Exercise A:
Decide whether each statement below agrees with the passage on hyaluronic acid. Answer yes or no for each, and quote the words of the passage that settle it.
(i) Hyaluronic acid has been sold as a dietary supplement for more than ten years.
(ii) Hyaluronic acid is built from two sugars, N-acetyl-glucosamine and glucuronic acid.
(iii) When cartilage is squeezed, it draws water in from the joint space.
Exercise B:
Using the passage on hyaluronic acid, answer each question briefly.
(i) Apart from its use as a supplement, how has hyaluronic acid been used for a longer time?
(ii) What is the cartilage covering the contact surfaces of joints made of?
(iii) Why is cartilage spongy?
Exercise C: Extend the passage on hyaluronic acid by writing what would come next after its final sentence.

Given passage:
Hyaluronic Acid: The Molecule of Youth

This is part of our ongoing The Best Kept Secrets to Healthy Aging spotlight. Each day, we will be posting some of the great information that’s packed into our book, The Best Kept Secrets to Healthy Aging.

Today’s topic:
Hyaluronic Acid – The Molecule of Youth

Relatively new as a dietary supplement ingredient, hyaluronic acid has now been available for more than ten years. However, it has been used much longer than that as an injectable for supporting joint structure. Of course, the nutrient is indigenous to our bodies and present in connective tissues, nerves, brain tissue, and the skin. Hyaluronic acid is a complex molecule made up of two special sugars, N-acetyl-glucosamine and glucuronic acid. Hyaluronic acid disaccharides are produced and secreted in nearby tissue by cells in joint cartilage, synovial membranes, the cornea of the eye, tear ducts and skin. Wherever hyaluronic acid occurs it plays vital roles in maintaining the hydration and lubrication of that tissue.

Joints, Cartilage, Mobility and Nutrition

The cartilage tissue that covers the contact surfaces of joints is made up of mats of interwoven strings of special sugars and proteins. The electrical charges on these mats makes them very attractive to water molecules (water is highly charged – that’s why it conducts electricity so well). Cartilage is spongy because its sugars attract water, which makes the mats swell. When the swollen tissue is squeezed, it absorbs the shock by releasing water into the joint space. Remove the pressure and the water streams back in, restoring the size and shape of the fully hydrated tissue.

Supplied information:
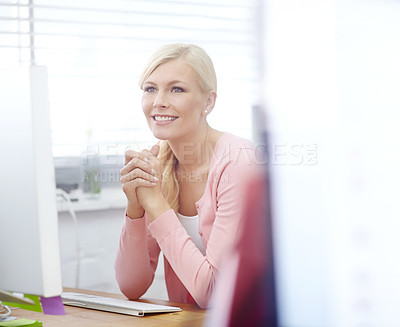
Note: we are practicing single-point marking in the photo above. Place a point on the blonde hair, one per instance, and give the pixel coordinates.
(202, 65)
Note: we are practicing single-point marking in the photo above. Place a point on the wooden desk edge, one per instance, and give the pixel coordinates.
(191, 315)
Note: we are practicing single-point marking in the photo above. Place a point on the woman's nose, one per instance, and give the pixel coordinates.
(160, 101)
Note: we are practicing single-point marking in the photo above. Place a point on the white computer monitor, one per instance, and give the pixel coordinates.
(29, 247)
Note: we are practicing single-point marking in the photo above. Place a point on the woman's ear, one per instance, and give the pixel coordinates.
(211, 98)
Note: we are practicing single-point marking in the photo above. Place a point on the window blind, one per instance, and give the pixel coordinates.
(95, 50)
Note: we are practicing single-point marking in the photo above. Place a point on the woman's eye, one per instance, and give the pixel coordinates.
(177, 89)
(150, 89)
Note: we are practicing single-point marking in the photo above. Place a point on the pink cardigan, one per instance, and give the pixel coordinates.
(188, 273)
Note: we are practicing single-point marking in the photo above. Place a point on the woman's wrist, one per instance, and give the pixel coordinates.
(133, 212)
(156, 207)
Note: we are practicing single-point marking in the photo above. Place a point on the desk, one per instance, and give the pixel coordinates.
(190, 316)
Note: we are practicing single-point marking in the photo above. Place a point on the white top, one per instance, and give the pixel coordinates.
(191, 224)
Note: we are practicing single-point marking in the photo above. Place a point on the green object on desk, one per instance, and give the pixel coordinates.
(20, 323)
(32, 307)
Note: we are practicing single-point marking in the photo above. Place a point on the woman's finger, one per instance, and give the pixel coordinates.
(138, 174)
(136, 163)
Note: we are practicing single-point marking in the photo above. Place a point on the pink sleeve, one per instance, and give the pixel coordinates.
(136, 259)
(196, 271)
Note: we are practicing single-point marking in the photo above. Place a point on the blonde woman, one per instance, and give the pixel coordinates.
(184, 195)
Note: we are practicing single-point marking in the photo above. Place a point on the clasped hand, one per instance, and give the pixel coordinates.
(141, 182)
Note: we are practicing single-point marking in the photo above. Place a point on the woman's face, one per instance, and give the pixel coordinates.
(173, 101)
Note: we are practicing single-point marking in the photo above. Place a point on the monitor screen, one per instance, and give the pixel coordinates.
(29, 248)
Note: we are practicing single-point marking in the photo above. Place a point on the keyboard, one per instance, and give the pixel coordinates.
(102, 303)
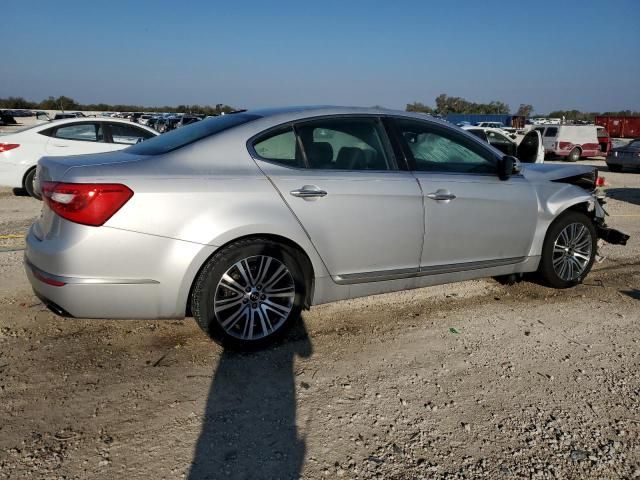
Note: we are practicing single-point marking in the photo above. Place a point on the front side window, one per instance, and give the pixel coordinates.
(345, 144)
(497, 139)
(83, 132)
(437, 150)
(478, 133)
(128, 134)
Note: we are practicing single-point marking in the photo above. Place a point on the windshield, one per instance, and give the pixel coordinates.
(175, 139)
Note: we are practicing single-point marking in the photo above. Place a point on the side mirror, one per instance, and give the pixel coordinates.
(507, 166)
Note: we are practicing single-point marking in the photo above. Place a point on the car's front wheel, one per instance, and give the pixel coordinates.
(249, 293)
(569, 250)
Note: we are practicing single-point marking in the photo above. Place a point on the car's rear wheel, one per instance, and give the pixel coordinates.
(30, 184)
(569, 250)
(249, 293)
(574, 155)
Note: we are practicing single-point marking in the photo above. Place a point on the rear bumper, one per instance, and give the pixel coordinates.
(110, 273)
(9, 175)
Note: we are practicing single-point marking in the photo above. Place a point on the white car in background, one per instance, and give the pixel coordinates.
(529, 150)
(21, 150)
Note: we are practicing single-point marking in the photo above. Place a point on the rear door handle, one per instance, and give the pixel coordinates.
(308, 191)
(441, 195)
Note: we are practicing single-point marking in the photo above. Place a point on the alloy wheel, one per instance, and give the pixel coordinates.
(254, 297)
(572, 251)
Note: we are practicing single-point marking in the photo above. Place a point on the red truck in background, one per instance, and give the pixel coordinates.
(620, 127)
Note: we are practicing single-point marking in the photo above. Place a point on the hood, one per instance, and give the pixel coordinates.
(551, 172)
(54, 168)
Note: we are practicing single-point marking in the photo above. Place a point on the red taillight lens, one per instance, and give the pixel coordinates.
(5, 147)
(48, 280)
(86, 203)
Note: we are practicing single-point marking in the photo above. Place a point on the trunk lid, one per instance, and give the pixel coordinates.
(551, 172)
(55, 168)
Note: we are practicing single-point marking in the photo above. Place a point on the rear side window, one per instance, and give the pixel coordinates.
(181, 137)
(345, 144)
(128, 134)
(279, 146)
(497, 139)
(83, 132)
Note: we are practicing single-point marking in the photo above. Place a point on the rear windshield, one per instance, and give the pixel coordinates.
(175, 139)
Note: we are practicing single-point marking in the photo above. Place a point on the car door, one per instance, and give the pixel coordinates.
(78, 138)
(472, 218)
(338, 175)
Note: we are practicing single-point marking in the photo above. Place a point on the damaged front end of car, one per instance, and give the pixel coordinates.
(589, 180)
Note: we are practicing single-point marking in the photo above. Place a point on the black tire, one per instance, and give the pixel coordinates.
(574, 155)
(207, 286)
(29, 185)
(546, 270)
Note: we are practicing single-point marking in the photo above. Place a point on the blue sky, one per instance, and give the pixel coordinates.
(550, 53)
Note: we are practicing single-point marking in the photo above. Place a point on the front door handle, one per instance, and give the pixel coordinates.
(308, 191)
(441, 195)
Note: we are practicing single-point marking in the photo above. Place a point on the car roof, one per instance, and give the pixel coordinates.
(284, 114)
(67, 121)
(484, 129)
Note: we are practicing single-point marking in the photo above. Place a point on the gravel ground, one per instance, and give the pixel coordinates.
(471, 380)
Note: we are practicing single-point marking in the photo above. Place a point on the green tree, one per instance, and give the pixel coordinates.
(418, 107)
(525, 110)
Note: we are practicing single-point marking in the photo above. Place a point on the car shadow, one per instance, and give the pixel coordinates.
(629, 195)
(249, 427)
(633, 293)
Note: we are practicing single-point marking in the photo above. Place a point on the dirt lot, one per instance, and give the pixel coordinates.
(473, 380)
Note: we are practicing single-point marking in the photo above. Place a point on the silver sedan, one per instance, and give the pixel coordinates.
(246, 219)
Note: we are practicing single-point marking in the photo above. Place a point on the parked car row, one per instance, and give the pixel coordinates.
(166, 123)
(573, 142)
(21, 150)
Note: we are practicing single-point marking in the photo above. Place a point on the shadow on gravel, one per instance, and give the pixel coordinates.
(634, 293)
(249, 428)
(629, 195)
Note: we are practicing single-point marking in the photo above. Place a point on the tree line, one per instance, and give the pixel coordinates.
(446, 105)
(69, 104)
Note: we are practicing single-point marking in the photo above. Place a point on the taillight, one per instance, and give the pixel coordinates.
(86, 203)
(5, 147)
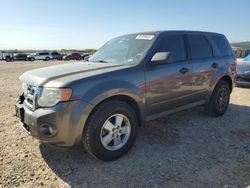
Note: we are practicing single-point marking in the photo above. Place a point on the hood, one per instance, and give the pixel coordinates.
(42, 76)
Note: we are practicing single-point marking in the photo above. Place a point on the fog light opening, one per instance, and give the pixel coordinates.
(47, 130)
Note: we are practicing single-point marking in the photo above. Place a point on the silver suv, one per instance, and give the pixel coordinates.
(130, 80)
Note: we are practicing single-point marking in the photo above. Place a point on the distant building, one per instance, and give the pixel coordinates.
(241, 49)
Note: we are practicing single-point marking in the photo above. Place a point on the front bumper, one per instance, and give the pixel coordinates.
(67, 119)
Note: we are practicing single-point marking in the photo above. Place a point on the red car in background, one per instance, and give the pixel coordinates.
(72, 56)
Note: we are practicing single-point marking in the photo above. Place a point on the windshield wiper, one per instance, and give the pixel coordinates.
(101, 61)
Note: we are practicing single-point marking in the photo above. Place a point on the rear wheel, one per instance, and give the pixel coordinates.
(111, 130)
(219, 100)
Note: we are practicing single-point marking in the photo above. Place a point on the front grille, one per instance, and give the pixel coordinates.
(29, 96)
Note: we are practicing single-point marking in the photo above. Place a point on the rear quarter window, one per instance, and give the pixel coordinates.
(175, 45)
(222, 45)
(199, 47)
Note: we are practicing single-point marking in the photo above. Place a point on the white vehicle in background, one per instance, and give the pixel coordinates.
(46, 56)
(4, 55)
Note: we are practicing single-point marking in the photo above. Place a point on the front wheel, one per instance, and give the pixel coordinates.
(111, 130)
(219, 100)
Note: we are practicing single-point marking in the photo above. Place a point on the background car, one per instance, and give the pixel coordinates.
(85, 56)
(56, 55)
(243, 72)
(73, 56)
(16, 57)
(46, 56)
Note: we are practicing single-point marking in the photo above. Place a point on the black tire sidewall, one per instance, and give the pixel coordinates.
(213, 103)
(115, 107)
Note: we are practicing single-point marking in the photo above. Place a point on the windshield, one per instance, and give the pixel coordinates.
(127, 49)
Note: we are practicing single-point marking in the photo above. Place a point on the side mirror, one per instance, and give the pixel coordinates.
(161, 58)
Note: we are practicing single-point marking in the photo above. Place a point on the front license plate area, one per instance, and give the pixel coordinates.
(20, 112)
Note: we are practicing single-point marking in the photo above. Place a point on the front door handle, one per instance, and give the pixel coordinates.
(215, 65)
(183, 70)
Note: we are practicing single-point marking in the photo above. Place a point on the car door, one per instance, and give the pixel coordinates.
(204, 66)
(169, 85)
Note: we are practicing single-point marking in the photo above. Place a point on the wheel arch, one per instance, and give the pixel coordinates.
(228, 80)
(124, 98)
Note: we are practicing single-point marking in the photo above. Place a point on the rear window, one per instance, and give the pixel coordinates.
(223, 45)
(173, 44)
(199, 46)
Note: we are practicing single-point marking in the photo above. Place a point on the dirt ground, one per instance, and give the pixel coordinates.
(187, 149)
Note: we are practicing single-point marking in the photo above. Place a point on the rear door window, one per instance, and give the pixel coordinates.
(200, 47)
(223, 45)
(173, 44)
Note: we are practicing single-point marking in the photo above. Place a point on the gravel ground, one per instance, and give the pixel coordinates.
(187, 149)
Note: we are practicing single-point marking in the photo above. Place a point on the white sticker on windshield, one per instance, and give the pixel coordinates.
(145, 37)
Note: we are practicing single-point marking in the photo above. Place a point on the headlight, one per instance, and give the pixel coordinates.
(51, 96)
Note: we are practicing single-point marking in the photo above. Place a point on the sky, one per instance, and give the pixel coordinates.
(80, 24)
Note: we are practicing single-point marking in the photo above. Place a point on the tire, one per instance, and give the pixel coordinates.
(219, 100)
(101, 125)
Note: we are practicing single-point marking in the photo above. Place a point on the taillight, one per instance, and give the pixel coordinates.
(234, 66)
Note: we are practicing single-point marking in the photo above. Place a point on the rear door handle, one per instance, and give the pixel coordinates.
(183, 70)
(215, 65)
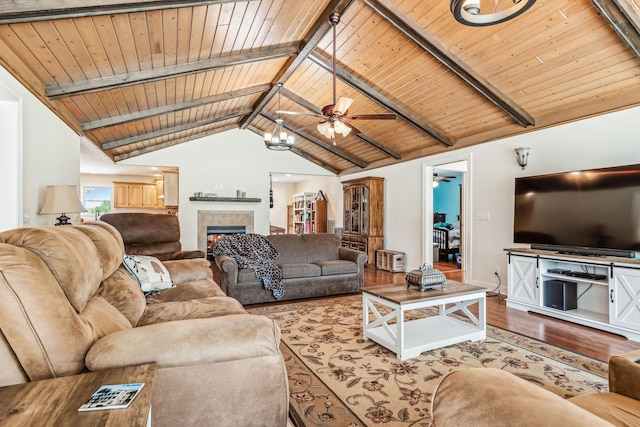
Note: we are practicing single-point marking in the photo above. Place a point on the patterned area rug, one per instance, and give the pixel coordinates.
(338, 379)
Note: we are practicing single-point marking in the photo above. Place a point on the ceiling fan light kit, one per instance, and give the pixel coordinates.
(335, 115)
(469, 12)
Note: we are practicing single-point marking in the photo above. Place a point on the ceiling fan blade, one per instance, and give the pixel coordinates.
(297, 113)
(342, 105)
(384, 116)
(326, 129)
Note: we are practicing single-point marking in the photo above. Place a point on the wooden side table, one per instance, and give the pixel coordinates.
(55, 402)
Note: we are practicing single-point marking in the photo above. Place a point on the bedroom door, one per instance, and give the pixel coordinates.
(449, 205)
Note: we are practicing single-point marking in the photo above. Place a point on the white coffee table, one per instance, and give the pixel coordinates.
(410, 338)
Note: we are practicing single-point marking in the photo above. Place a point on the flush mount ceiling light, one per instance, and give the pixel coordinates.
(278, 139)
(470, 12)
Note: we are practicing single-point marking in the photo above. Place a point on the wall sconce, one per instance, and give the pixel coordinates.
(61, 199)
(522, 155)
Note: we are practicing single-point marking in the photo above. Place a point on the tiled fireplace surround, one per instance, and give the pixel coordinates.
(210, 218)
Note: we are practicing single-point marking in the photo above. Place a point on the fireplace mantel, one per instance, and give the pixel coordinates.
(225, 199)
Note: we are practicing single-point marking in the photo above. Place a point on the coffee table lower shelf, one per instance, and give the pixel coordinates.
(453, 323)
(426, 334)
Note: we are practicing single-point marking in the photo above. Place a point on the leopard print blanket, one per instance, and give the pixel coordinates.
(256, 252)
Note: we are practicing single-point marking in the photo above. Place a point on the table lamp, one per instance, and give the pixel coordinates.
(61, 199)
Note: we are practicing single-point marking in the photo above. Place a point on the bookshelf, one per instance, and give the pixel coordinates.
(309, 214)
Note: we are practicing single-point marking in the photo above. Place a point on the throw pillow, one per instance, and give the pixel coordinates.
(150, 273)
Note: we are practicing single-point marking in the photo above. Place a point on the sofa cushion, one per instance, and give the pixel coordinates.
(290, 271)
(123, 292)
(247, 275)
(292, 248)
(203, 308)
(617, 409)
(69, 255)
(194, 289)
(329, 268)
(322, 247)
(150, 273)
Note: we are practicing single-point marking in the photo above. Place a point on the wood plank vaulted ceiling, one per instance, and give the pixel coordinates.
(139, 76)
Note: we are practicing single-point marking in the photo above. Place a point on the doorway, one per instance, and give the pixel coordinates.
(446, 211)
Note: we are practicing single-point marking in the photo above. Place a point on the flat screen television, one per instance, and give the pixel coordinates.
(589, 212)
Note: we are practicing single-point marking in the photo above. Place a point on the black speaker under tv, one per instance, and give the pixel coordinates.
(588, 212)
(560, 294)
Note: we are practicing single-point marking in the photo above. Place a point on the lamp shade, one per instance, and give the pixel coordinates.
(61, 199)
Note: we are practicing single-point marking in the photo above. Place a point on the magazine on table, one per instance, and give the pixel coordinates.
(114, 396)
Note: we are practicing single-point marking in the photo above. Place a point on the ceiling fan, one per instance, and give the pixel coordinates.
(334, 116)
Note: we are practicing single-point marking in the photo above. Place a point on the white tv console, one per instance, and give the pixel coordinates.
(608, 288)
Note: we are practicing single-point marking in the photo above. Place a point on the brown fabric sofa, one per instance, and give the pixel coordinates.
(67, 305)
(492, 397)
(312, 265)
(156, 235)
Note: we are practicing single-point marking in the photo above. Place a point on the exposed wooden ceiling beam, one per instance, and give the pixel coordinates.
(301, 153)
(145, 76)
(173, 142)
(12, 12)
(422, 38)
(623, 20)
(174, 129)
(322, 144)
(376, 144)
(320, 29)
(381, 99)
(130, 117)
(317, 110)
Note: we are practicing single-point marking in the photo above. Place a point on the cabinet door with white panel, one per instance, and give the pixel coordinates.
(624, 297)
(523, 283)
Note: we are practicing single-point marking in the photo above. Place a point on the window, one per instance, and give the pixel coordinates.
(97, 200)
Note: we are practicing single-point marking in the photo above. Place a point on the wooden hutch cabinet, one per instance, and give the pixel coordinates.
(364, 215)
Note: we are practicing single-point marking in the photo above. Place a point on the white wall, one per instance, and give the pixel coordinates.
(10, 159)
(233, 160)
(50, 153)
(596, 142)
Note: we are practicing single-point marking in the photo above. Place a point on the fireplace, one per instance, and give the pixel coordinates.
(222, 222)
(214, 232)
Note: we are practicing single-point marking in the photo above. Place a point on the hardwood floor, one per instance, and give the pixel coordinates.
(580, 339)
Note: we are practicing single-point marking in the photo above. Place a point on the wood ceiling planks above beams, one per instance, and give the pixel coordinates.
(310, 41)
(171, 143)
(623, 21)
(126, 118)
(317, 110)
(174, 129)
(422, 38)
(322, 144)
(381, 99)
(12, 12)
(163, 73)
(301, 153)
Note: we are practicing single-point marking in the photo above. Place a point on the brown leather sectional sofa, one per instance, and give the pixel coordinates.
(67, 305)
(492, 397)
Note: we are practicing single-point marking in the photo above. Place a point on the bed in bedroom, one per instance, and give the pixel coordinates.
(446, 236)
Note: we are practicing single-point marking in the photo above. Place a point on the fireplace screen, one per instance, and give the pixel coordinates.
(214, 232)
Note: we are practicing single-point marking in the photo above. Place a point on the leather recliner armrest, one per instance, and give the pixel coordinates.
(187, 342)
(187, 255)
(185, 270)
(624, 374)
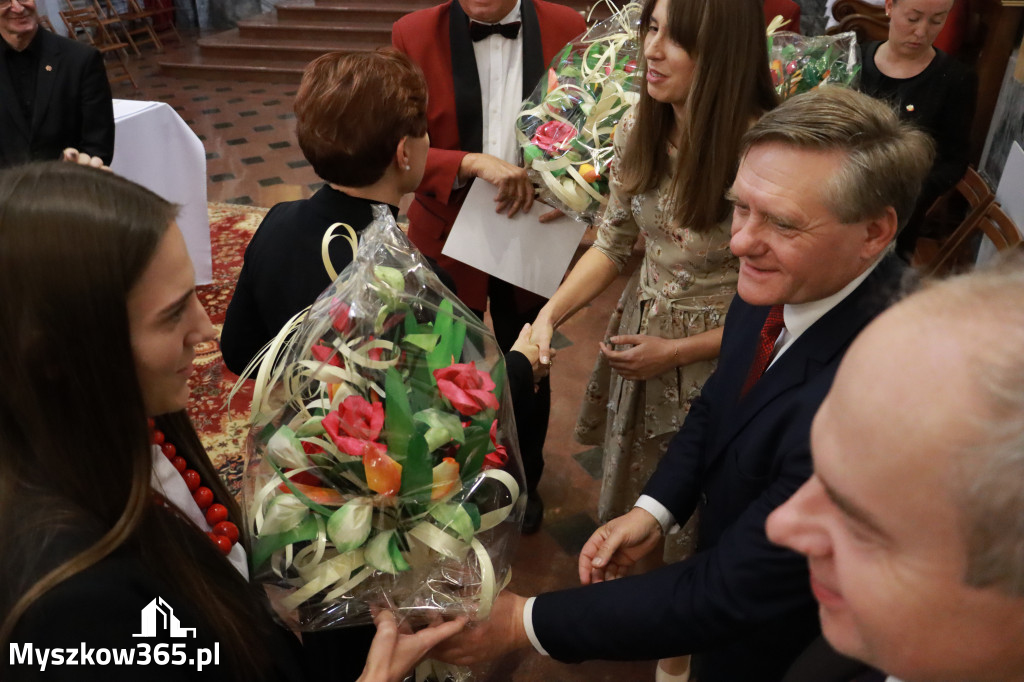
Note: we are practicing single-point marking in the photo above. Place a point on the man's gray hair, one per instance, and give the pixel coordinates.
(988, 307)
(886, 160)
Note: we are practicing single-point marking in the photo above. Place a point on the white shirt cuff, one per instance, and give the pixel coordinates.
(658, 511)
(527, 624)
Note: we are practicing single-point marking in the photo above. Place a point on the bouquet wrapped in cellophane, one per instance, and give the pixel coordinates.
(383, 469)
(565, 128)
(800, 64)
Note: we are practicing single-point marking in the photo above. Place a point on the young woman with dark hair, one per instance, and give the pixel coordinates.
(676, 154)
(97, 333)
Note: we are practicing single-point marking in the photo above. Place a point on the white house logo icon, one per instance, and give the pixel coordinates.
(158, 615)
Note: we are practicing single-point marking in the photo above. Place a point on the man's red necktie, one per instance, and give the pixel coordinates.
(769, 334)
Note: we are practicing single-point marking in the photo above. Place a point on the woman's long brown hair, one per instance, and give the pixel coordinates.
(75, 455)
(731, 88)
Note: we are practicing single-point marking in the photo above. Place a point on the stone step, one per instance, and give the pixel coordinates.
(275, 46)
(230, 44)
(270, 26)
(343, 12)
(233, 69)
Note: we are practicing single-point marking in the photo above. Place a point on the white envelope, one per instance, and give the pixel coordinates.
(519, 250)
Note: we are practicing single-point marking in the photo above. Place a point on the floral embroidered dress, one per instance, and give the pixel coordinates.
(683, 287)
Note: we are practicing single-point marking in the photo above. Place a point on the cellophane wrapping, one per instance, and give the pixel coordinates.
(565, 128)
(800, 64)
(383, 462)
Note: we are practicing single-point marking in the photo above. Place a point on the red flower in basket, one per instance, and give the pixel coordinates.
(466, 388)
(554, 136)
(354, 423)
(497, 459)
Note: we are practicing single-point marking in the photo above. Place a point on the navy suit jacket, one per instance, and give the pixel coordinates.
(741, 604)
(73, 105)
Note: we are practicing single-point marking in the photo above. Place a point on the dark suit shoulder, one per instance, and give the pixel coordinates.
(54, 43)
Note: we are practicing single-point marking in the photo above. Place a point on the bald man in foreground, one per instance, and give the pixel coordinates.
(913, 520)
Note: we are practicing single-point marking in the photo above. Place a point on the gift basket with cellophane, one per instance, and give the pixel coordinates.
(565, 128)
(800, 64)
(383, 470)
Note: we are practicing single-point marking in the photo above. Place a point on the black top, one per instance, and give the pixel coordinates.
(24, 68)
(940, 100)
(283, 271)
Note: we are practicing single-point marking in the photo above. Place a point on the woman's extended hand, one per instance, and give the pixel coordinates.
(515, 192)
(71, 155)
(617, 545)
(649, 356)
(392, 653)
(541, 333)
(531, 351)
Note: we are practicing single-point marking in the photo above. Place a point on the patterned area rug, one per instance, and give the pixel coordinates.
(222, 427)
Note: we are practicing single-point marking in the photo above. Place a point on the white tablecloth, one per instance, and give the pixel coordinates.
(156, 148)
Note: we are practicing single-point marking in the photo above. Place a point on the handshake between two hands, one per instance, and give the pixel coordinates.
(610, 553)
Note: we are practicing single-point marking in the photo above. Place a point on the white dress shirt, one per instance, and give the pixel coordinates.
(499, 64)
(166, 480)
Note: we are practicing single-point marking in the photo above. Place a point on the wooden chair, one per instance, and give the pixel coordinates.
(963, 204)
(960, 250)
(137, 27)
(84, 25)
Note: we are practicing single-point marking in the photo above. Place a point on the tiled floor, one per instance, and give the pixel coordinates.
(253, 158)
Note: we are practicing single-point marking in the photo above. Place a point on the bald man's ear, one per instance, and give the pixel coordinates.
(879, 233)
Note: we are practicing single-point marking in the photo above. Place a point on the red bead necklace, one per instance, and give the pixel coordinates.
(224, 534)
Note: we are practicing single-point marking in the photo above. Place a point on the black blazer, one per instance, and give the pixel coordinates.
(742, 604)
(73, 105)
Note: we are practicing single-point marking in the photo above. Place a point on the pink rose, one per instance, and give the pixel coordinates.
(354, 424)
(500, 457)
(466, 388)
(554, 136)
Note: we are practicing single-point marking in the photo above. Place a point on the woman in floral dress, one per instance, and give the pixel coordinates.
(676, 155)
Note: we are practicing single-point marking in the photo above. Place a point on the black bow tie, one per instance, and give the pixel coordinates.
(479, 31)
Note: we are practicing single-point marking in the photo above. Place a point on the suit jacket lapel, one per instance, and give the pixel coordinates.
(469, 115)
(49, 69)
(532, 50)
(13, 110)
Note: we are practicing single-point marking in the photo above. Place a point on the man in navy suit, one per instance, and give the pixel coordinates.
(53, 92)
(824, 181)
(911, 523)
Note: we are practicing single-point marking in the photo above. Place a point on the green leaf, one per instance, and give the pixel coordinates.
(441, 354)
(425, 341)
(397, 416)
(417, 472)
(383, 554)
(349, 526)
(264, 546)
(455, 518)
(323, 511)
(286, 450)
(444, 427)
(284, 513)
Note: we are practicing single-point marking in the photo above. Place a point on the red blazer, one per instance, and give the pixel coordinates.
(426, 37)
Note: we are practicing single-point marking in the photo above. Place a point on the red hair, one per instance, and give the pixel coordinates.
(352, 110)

Response box A:
(i) Yes: "hyaluronic acid has now been available for more than ten years"
(ii) Yes: "Hyaluronic acid is a complex molecule made up of two special sugars, N-acetyl-glucosamine and glucuronic acid"
(iii) No: "it absorbs the shock by releasing water into the joint space"

Response box B:
(i) As an injectable for supporting joint structure.
(ii) Mats of interwoven strings of special sugars and proteins.
(iii) Its sugars attract water, which makes the mats swell.

Response box C:
Because they are subject to so much wear and tear, the mats are replaced regularly – each one lasts a little under a month in a young adult. In order to maintain balance, an old mat must be removed before a new one can replace it. Once our joints stop growing, they have to adjust their replenishment/replacement cycle in order to stabilize the amount of cartilage covering their contact surfaces. As we age, our cartilage becomes less and less able to adjust and this replenishment cycle goes out of balance. The result is that the mats begin dissolving earlier and earlier. In addition, new replacements are not made quickly enough. As the insertion of new mats falls behind the rate of removal of old mats, joint surfaces can normally become thinner as a result of the aging process and more susceptible to mechanical breakdown from normal everyday activity. Replenishing the joints with the nutrition they need to stay healthy becomes absolutely critical.

The Wear and Tear on Our Joints

You don’t need to be unhealthy or be diagnosed with a medical condition to experience joint discomfort – just continue doing what you always do and eventually one of your joints will get cranky from the effects of normal wear and tear. Or perhaps you over-exert yourself during a sports activity or day-hike and feel it in your knees later that night. That didn’t use to happen. However, now you’re getting older. Things change with age. Whatever the case, this usually signals the need for extra care and supportive measures to maintain healthy joints – joints whose nutrients are not replenished or replaced on a regular basis eventually may not be able to catch up and function as well as they used to. Welcome to the process of normal aging.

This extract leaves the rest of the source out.